=== Extracted records ===

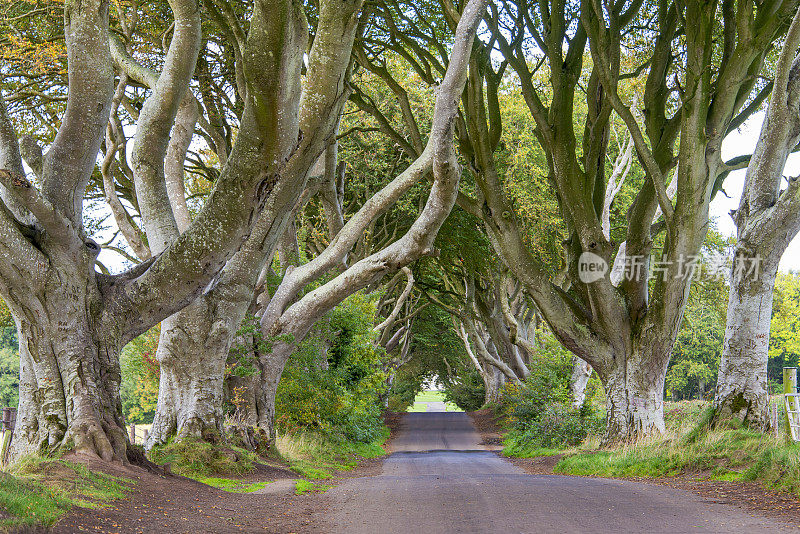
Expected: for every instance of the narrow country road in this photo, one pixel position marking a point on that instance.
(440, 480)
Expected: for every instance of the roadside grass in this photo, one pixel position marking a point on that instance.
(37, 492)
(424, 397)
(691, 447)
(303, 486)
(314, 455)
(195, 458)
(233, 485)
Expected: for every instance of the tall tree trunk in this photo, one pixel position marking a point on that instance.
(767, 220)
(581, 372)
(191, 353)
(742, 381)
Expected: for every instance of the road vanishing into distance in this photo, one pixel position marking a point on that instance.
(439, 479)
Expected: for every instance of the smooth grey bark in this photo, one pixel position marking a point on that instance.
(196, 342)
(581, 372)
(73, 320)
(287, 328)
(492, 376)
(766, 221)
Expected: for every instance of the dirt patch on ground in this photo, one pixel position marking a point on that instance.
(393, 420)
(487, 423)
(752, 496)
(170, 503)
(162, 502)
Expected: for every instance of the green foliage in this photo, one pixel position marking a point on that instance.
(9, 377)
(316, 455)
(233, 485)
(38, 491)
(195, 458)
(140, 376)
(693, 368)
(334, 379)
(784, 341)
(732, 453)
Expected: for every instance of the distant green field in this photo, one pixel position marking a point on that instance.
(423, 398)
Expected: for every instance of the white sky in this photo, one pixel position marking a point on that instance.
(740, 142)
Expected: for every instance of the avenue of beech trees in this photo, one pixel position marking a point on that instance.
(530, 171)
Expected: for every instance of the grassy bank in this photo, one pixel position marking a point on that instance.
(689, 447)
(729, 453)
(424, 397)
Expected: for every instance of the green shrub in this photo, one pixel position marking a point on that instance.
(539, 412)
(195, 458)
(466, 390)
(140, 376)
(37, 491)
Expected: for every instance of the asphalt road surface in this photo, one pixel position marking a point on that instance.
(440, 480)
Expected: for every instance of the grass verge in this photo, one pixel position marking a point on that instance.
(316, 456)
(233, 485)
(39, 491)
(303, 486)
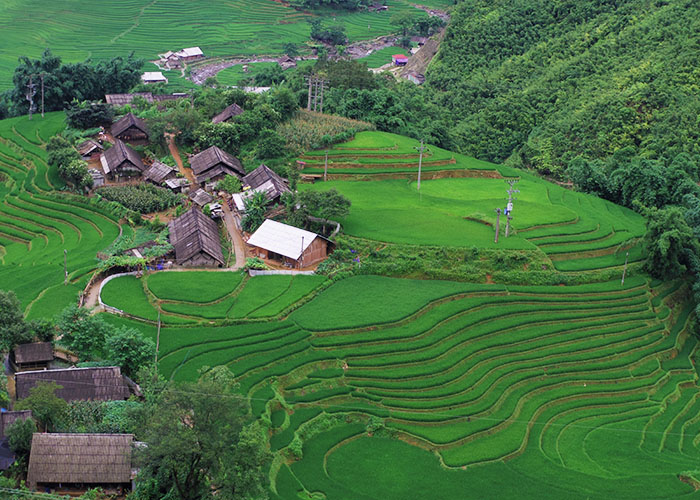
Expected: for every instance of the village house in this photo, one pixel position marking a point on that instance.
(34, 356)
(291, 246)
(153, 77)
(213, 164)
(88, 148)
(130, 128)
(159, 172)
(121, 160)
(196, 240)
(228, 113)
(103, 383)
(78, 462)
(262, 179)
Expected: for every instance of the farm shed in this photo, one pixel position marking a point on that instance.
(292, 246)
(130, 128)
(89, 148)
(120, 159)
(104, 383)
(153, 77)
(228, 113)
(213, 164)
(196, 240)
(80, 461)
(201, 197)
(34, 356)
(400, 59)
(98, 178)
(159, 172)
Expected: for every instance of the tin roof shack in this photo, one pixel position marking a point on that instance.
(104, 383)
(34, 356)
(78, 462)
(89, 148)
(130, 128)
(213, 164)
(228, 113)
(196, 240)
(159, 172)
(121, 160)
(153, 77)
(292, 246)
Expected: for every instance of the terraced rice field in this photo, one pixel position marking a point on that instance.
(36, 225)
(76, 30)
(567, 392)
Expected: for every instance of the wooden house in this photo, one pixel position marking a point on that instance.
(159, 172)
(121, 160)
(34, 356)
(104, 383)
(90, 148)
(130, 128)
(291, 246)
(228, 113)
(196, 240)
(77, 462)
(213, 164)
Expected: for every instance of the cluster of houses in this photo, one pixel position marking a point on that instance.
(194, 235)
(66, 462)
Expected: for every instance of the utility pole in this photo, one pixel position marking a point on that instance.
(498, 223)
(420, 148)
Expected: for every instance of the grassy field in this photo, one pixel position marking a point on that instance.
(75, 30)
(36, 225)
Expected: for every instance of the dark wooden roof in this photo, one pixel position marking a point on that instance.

===

- Task to carry out -
Reproduce all of the rows above with each "in this photo" swapped for "in this image" and everything else left unchanged. Omit the pictures from your answer.

- Final result -
Expected: for every instance of the narrow country road in this image, one pixel position marking a point on that instance.
(440, 480)
Expected: for every instance of the roadside grass in this image, one pixel position marking a point on that instance.
(37, 492)
(424, 397)
(691, 447)
(303, 486)
(314, 455)
(195, 458)
(233, 485)
Expected: for every instance of the tall tree trunk in this image, one pixel position marking a point on that instance.
(767, 220)
(581, 372)
(191, 353)
(742, 381)
Expected: for every instance of the road vanishing into distance in this image, one pixel position marking a point on that instance.
(439, 479)
Expected: for every instance of the smooth grey bark in this image, one pixel position marking a point on that instance.
(196, 342)
(581, 372)
(73, 320)
(287, 328)
(492, 376)
(766, 221)
Expected: for every instance of the dirt patch on ground in this image, one pixel position marking a point on that instance.
(393, 420)
(487, 423)
(752, 496)
(170, 503)
(162, 502)
Expected: for every instance of the green foliage in this image, one pixel position marking a point on that instance.
(9, 377)
(316, 455)
(233, 485)
(38, 491)
(195, 458)
(140, 376)
(693, 368)
(334, 379)
(784, 341)
(732, 453)
Expected: for every instance of the distant green field in this image, one pixel position marking a point on that instance.
(423, 398)
Expected: for every instance of the white sky in this image, one pixel position marking a point on that instance.
(740, 142)
Expected: for every instance of the avenue of beech trees in this image, one pixel position marking a point on that instance.
(530, 171)
Expected: for every instance of the grassy bank in this image, one pixel position marking a point on that instance.
(689, 447)
(729, 453)
(424, 397)
Expected: for every instance of the green shrub in this image, one pixel position marking a point on that instance.
(539, 412)
(195, 458)
(466, 390)
(140, 376)
(37, 491)
Expected: for every instance of the asphalt road surface in this image, one pixel position marking a point on that instance.
(440, 480)
Expected: for every instance of the grass verge in this image, one pixel position marking a point on that instance.
(316, 456)
(233, 485)
(39, 491)
(303, 486)
Expected: for every instance of the village house in this image, one pixel position marking a point on that instance.
(34, 356)
(291, 246)
(153, 77)
(213, 164)
(88, 148)
(130, 128)
(159, 172)
(121, 160)
(196, 240)
(228, 113)
(103, 383)
(78, 462)
(262, 179)
Expected: for every instance of the farm shed in this image, one pixel position marking a point on that instance.
(292, 246)
(130, 128)
(89, 148)
(120, 159)
(104, 383)
(153, 77)
(228, 113)
(213, 164)
(196, 240)
(80, 461)
(201, 197)
(34, 356)
(400, 59)
(98, 178)
(159, 172)
Expected: for every instance of the tin roof shack in this image, one pixel position marking a point on that instance.
(104, 383)
(34, 356)
(78, 462)
(89, 148)
(130, 128)
(213, 164)
(228, 113)
(196, 240)
(159, 172)
(121, 160)
(153, 77)
(292, 246)
Expected: for every instance of the terraced rice field in this image, one pixel position marking a point on that instance.
(36, 225)
(76, 30)
(567, 392)
Expected: for every instance of the wooden house in this image, one pixel position marking a point on that instance.
(159, 172)
(121, 160)
(34, 356)
(104, 383)
(90, 148)
(130, 128)
(291, 246)
(228, 113)
(196, 240)
(77, 462)
(213, 164)
Expected: for every instance of the cluster of houses in this image, one pixel position marking a point on that instance.
(194, 235)
(66, 462)
Expected: for every instance of the utility pole in this image, one pixel position marking a point on that instance.
(498, 223)
(420, 148)
Expected: for every instance of the grassy field in this image, one pixel position marking a point on that instance.
(75, 30)
(36, 225)
Expected: for every instance of the dark wooden roof in this image, one pixel position marking a point on that instance.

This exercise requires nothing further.